En el texto sobre la realeza de María, ¿qué responsorio se repetía con el salmo el día de la Asunción?

## FRAGMENTO DEL TEXTO
#####

Proclamamos la realeza de María amándola en los pobres y homenajeándola en el servicio que hagamos a los que pasan necesidad

Proclamamos la realeza de María amándola en los pobres y homenajeándola en el servicio que hagamos a los que pasan necesidad


‘De pie a tu derecha está la reina, enjoyada con oro de Ofir’. Era el responsorio que repetíamos con el salmo el pasado día de la Asunción, hace ocho días. Entonces celebrábamos la glorificación de María en su Asunción en cuerpo y alma a los cielos. Hoy en su octava prolongamos de alguna manera aquella fiesta grande de María y al verla glorificada en los cielos junto a Dios no podemos menos que llamarla nuestra Reino y nuestra Señora. La madre siempre es reina para sus hijos, porque así la aman siempre y ven en ella la más hermosa de las criaturas. ¿Qué podemos decir de María, la Madre del Señor que es también nuestra madre?
Como decía el concilio Vaticano II en la constitución sobre la Iglesia y en el capítulo dedicado a considerar a María en el puesto que ocupa en la Iglesia y que ocupa en la obra de nuestra salvación se nos dice: ‘La Virgen Inmaculada... asunta en cuerpo y alma a la gloria celestial fue ensalzada por el Señor como Reina universal, con el fin de que se asemejase de forma más plena a su Hijo, Señor de señores y vencedor del pecado y de la muerte (59)’.

#####

## LOS DATOS

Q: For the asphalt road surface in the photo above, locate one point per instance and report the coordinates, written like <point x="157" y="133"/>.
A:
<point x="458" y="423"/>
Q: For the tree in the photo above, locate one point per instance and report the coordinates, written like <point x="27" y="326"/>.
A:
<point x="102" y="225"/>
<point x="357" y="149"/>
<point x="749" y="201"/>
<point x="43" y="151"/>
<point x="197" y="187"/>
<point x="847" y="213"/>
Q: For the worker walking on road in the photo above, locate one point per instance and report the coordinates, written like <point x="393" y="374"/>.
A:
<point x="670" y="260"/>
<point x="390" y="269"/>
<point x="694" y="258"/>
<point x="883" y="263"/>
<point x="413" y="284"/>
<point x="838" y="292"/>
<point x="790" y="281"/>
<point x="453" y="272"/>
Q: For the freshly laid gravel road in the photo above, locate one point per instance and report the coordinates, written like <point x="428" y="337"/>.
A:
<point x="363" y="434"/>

#####

## SOLUCIÓN
‘De pie a tu derecha está la reina, enjoyada con oro de Ofir’.